* _Task to carry out_
Up to and including the final line, retype each line of the records below, starting with the one that contains "Would you be able to mark the white concrete".

### Data provided

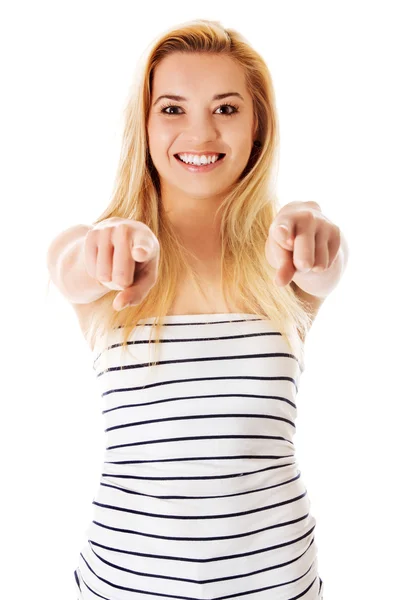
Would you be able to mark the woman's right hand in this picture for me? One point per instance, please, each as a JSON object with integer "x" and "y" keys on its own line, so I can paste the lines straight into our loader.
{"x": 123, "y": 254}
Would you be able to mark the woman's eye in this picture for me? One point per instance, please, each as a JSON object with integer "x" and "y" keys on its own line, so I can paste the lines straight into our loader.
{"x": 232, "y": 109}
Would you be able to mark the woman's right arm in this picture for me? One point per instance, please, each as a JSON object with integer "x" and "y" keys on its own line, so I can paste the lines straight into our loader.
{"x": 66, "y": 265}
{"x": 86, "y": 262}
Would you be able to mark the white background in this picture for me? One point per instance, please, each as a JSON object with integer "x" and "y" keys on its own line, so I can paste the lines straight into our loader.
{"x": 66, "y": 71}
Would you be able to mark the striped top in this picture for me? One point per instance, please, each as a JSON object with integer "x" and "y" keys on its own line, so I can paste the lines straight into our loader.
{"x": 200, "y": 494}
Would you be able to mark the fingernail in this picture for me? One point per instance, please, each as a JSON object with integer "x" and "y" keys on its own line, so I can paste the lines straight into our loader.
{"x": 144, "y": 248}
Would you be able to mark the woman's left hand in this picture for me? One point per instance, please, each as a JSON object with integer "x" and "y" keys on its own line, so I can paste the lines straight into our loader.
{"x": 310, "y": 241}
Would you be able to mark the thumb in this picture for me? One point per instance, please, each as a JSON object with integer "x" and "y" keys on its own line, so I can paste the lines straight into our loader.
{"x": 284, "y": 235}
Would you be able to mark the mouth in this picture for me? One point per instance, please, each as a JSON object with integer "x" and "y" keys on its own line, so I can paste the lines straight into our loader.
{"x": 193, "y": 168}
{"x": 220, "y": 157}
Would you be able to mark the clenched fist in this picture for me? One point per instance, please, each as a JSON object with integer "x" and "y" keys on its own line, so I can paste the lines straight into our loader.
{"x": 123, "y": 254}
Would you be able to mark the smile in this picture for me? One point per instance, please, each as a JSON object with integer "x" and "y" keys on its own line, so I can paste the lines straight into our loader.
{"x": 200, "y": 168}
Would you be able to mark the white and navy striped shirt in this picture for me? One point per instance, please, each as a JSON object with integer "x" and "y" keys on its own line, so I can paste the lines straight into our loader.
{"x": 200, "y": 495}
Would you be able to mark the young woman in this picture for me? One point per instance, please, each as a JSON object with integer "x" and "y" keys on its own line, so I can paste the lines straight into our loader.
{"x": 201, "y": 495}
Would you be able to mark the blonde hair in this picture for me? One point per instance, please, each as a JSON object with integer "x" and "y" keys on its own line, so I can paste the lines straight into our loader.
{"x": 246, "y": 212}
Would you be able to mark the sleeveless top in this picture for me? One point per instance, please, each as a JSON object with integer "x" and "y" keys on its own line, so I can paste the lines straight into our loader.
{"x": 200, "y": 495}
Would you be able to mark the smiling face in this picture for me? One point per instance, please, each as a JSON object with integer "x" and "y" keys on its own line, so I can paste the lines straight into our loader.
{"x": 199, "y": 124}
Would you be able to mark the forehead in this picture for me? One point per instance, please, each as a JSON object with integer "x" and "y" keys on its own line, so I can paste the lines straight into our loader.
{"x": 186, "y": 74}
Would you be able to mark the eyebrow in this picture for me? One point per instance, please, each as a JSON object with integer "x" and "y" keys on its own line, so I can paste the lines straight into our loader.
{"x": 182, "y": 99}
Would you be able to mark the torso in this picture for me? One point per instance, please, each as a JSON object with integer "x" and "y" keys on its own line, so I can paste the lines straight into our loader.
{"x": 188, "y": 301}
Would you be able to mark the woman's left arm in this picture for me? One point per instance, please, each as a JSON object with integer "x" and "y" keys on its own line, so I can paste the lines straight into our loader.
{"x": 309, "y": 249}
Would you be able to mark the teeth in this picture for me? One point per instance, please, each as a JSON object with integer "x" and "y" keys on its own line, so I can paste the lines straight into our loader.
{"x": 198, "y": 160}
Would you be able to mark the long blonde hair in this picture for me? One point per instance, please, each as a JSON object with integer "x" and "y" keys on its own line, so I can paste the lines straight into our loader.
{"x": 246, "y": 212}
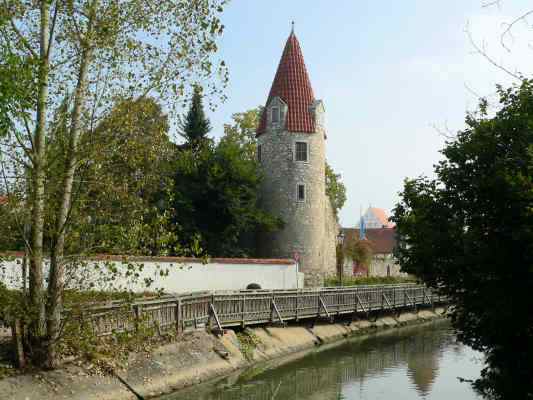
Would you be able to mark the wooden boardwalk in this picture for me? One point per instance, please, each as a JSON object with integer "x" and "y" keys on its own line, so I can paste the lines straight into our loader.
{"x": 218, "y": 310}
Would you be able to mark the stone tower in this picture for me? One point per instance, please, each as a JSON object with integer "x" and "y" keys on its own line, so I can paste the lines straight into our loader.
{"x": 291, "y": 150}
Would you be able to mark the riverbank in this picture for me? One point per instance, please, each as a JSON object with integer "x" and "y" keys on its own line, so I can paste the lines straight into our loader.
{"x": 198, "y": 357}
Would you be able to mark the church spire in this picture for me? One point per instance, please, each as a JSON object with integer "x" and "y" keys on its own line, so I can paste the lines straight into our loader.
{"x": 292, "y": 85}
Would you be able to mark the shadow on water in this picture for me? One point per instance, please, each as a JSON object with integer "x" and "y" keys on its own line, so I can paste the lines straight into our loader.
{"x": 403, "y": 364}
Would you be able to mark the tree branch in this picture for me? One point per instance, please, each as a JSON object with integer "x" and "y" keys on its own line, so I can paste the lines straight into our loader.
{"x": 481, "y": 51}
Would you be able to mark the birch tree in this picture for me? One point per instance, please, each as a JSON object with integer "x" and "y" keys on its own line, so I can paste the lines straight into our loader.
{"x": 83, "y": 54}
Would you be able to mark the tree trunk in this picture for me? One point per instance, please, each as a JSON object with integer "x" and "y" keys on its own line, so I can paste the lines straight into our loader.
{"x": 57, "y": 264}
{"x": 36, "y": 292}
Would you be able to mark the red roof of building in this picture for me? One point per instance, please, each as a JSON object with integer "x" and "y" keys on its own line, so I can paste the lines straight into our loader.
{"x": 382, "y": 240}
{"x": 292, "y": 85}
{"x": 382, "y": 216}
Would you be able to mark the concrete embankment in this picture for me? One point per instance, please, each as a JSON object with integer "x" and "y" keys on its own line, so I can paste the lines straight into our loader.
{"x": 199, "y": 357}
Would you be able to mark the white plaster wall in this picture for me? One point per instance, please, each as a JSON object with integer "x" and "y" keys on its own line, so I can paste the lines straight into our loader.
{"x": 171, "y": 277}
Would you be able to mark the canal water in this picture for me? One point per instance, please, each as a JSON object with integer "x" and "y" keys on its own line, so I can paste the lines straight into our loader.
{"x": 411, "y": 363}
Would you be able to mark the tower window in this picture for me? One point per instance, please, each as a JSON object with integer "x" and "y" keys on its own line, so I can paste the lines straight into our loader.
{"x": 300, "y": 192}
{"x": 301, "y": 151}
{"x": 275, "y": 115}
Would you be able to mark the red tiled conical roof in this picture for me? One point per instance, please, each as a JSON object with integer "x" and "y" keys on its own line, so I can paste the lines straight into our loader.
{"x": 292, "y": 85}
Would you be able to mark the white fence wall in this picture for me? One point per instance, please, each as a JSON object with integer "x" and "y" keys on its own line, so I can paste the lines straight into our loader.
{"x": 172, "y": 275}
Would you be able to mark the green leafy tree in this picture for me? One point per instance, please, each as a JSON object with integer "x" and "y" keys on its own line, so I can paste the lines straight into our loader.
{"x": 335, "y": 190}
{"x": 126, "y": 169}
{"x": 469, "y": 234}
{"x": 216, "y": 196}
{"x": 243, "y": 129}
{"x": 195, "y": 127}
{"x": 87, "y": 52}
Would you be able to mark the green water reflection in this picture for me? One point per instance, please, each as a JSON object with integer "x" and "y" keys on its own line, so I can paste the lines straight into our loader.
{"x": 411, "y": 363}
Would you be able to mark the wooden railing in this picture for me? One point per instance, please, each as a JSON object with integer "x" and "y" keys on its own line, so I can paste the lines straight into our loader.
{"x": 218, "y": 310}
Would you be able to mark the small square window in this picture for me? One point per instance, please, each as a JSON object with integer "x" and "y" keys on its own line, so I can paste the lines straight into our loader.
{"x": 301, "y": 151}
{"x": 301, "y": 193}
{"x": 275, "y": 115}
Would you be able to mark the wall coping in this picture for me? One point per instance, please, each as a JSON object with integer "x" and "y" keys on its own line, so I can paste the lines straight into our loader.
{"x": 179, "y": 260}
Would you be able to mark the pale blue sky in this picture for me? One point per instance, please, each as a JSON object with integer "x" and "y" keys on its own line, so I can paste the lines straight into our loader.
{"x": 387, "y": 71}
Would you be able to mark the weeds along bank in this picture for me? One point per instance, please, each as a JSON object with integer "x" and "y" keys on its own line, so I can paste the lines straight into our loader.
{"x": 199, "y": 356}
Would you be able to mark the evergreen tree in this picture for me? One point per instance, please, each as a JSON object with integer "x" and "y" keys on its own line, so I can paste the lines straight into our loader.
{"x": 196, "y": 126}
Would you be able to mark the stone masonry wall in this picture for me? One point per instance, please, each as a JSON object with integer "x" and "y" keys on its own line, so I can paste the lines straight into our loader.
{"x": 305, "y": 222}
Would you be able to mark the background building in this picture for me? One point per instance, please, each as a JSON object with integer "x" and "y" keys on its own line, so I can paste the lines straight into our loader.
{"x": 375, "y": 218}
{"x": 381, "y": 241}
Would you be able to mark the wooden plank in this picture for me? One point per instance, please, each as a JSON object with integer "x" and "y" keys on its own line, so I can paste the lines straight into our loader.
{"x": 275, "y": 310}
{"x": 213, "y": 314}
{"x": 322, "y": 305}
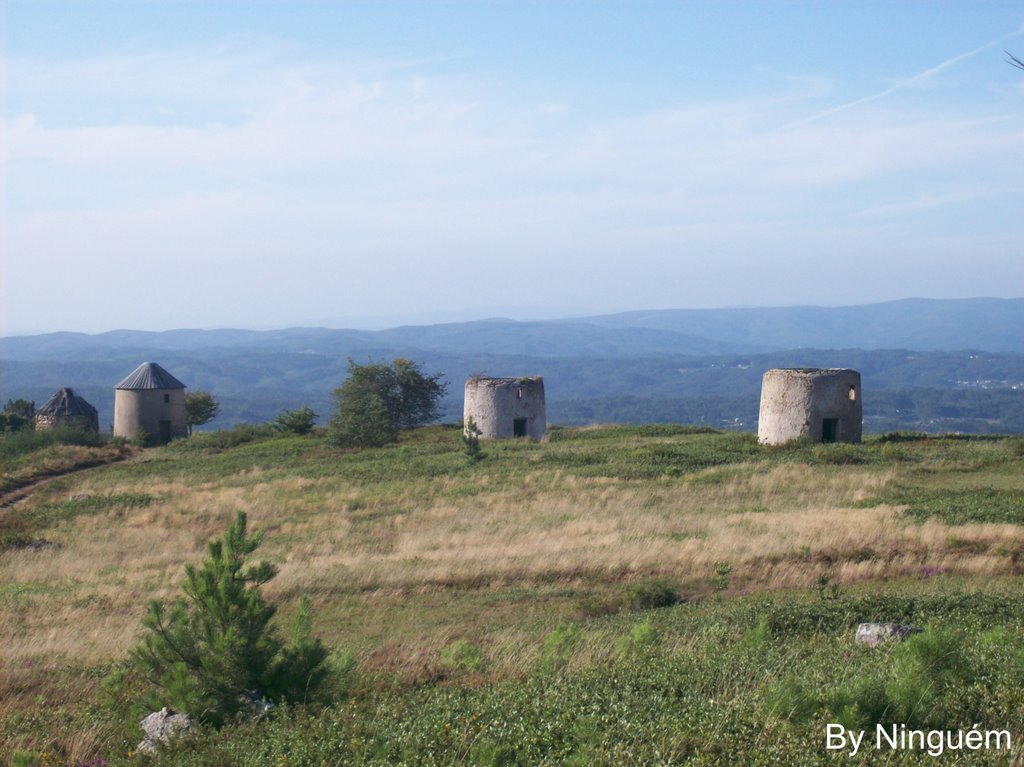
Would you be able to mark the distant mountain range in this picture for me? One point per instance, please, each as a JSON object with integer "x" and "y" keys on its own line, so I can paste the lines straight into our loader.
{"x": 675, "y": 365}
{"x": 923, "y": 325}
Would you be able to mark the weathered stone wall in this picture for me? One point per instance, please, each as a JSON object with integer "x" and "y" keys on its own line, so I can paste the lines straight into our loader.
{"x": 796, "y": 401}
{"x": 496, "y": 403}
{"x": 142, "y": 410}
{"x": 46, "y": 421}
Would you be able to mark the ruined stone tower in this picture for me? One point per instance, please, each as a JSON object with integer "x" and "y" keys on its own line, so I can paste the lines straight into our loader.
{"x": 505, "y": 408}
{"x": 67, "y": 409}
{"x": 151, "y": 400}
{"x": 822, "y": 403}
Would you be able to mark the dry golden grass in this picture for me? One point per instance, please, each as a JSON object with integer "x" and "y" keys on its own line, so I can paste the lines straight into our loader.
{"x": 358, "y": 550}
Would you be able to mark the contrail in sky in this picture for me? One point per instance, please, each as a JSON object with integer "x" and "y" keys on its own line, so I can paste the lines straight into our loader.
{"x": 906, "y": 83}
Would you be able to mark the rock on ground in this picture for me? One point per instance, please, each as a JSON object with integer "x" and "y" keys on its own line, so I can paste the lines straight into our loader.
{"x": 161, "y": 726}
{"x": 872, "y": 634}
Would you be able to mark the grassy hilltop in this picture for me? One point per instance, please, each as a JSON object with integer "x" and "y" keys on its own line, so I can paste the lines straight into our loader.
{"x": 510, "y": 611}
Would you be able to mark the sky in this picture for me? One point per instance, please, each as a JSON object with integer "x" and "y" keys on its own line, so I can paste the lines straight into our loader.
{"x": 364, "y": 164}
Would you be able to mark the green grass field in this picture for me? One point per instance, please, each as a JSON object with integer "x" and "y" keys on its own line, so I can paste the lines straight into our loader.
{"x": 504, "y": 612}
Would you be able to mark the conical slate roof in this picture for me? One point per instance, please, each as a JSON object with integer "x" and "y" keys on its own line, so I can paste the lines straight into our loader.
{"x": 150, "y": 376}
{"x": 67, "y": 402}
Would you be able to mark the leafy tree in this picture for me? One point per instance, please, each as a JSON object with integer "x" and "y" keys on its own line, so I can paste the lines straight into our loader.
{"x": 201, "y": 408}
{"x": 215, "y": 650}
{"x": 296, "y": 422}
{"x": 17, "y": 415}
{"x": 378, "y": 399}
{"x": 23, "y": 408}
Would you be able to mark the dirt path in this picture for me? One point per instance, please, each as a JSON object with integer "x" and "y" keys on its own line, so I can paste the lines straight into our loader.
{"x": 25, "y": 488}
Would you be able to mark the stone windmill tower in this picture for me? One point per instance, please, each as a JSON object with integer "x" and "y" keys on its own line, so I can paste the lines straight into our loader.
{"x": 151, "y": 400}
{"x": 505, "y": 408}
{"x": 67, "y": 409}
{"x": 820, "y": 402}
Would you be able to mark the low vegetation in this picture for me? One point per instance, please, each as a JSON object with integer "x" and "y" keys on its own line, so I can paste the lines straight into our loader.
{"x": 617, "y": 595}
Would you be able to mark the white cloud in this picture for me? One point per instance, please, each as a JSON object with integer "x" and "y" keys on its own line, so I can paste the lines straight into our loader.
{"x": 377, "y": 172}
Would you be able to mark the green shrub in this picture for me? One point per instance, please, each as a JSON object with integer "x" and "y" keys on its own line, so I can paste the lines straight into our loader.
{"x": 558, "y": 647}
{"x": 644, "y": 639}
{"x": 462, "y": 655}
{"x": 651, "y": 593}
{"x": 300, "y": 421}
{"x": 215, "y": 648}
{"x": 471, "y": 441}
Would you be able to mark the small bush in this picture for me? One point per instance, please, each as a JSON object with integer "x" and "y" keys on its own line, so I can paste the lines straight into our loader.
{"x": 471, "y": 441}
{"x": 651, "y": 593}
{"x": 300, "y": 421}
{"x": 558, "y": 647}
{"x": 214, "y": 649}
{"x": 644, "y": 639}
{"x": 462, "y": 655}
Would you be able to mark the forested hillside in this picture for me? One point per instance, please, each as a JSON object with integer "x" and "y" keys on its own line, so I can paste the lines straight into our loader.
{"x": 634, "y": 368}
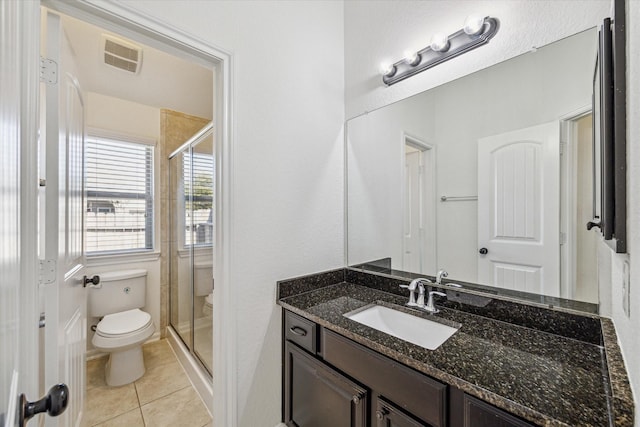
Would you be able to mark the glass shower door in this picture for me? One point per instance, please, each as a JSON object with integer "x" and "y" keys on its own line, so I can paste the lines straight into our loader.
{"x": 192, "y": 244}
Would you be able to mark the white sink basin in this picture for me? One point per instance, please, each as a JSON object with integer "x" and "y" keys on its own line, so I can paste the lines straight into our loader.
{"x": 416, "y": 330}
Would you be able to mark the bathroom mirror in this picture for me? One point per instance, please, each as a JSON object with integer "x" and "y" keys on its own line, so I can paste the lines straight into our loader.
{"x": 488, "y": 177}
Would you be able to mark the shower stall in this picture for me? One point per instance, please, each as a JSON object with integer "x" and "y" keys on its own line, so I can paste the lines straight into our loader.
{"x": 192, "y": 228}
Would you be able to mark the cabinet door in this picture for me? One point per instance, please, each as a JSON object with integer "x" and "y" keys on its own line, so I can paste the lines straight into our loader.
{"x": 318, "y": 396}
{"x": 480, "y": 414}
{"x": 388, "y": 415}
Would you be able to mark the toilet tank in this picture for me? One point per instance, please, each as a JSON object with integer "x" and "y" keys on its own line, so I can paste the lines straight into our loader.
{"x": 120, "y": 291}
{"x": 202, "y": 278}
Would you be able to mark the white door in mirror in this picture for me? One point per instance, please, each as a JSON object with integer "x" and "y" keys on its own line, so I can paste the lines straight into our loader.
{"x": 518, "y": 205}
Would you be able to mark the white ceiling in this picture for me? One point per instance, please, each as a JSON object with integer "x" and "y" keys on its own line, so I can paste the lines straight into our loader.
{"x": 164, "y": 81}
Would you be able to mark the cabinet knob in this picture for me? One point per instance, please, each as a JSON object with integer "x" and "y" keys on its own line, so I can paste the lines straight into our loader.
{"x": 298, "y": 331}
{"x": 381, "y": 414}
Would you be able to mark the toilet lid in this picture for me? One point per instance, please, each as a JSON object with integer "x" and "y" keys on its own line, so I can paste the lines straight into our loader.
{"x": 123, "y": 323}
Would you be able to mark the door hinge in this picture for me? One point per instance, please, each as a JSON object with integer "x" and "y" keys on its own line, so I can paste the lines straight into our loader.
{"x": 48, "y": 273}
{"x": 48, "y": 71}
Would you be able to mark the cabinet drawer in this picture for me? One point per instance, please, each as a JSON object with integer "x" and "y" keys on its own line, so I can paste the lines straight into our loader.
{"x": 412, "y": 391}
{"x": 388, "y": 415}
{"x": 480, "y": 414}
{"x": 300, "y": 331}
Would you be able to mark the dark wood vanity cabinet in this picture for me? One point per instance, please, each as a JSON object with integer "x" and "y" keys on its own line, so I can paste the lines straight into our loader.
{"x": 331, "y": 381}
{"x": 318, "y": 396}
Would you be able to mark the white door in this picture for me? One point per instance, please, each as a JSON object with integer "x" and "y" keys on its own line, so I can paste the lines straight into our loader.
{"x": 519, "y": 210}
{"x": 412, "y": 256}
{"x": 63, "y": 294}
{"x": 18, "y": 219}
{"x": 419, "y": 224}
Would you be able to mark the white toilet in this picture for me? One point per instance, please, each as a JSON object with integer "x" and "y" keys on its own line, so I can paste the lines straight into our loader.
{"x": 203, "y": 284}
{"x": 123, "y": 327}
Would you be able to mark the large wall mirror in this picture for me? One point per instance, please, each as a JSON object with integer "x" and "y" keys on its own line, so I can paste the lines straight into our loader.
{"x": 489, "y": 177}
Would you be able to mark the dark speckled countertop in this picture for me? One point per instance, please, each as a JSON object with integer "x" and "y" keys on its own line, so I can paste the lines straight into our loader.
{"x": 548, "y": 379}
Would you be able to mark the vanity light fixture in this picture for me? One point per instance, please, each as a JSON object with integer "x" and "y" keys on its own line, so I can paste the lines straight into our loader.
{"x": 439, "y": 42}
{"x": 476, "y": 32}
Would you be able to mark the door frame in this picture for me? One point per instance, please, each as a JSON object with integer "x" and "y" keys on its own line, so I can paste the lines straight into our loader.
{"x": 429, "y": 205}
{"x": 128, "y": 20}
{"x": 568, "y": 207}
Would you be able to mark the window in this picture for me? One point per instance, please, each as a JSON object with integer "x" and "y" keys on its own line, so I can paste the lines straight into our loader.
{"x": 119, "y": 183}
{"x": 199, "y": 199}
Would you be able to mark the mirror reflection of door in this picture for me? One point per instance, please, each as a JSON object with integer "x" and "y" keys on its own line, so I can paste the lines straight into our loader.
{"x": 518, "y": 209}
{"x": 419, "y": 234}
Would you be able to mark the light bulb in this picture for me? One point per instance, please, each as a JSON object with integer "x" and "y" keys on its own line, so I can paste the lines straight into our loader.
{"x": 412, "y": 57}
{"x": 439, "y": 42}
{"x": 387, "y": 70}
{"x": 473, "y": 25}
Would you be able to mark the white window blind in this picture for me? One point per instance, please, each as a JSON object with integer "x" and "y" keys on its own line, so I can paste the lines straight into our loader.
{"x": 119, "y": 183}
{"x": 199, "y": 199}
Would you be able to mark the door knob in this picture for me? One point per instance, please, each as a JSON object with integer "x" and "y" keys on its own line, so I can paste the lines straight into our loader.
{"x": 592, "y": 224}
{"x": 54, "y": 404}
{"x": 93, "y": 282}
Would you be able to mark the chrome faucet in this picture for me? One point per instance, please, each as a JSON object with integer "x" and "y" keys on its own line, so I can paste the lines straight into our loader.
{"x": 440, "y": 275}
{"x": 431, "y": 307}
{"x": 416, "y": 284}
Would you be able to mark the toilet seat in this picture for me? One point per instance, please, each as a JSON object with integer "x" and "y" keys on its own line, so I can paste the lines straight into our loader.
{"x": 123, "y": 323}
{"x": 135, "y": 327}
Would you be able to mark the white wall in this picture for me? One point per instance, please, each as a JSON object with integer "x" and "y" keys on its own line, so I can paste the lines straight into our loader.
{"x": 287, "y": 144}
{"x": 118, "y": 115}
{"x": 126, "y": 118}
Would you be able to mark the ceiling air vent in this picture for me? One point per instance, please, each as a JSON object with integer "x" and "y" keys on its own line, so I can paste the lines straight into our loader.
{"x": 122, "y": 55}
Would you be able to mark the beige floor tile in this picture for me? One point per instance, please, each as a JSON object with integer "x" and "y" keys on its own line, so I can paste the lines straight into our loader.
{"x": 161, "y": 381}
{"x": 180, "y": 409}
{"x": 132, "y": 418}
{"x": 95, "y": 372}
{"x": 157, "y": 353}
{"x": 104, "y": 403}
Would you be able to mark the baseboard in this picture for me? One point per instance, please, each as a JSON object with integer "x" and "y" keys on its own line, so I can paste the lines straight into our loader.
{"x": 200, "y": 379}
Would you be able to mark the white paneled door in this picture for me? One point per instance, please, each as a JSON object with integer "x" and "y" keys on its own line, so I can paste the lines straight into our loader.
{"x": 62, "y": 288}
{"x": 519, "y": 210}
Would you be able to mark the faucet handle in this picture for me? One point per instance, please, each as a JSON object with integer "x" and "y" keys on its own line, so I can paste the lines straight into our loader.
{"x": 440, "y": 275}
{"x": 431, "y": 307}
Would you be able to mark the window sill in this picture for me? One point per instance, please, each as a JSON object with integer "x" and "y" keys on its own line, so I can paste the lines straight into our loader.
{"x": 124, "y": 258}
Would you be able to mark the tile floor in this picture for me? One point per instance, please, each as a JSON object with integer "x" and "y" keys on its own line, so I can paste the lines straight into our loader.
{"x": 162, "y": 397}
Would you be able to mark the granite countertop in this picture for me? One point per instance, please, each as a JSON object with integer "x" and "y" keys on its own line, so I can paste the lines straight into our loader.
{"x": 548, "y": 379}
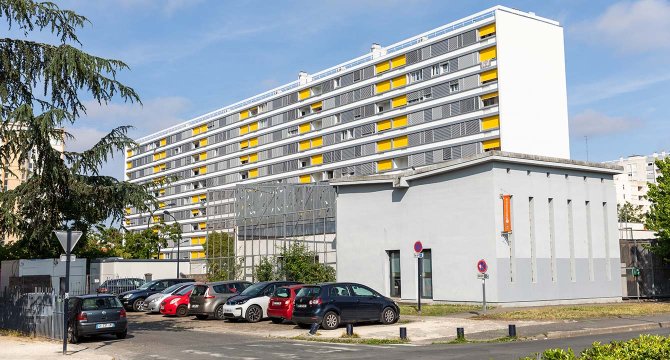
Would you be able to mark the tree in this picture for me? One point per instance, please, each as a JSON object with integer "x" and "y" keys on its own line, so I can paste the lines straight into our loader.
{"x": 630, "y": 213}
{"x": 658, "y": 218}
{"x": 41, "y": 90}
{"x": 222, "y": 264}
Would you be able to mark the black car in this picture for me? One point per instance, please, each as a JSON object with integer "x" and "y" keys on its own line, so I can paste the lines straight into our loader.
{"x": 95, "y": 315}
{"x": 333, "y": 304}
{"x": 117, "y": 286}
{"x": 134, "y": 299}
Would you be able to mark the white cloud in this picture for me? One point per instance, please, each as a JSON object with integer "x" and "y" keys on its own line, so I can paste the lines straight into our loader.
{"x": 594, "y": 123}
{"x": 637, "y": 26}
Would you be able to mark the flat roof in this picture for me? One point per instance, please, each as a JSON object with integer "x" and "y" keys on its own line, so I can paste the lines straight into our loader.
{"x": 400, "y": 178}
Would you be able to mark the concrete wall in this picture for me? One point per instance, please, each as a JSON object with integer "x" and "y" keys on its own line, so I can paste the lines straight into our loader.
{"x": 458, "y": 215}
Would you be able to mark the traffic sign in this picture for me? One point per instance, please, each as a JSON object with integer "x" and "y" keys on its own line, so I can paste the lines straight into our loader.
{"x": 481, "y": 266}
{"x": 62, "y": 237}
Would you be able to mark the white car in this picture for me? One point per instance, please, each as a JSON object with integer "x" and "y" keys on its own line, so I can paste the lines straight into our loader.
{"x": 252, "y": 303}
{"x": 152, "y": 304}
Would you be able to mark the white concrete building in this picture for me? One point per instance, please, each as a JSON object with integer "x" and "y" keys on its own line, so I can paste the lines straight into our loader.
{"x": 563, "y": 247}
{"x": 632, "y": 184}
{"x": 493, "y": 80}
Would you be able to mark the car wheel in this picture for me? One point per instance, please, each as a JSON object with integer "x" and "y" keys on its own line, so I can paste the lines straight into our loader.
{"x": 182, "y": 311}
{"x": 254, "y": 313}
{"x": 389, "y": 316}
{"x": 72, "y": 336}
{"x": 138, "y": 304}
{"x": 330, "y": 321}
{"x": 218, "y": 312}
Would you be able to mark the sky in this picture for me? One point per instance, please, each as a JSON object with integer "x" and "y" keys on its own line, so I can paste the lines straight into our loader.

######

* _Your response_
Would you be able to mark the white concrete building in this picture for me? One point per instance, please, each as a JSON object with integer "x" and "y" keys on its own line, so I can paste the lines straight into our loader.
{"x": 563, "y": 247}
{"x": 632, "y": 184}
{"x": 493, "y": 80}
Would you be able to mark the car wheel in this picture for me? One point per instance, please, each as a JSON object with integer "x" and "y" keys on its own line, so I can paste the lines straight into our loader.
{"x": 182, "y": 311}
{"x": 254, "y": 313}
{"x": 389, "y": 316}
{"x": 72, "y": 336}
{"x": 138, "y": 304}
{"x": 330, "y": 321}
{"x": 218, "y": 312}
Would you be able to mark the sky in this picture for me? One point per instance, please, each as a JSON object with integer "x" and "y" keys on its own line, so I can paste the lines straight into our loader.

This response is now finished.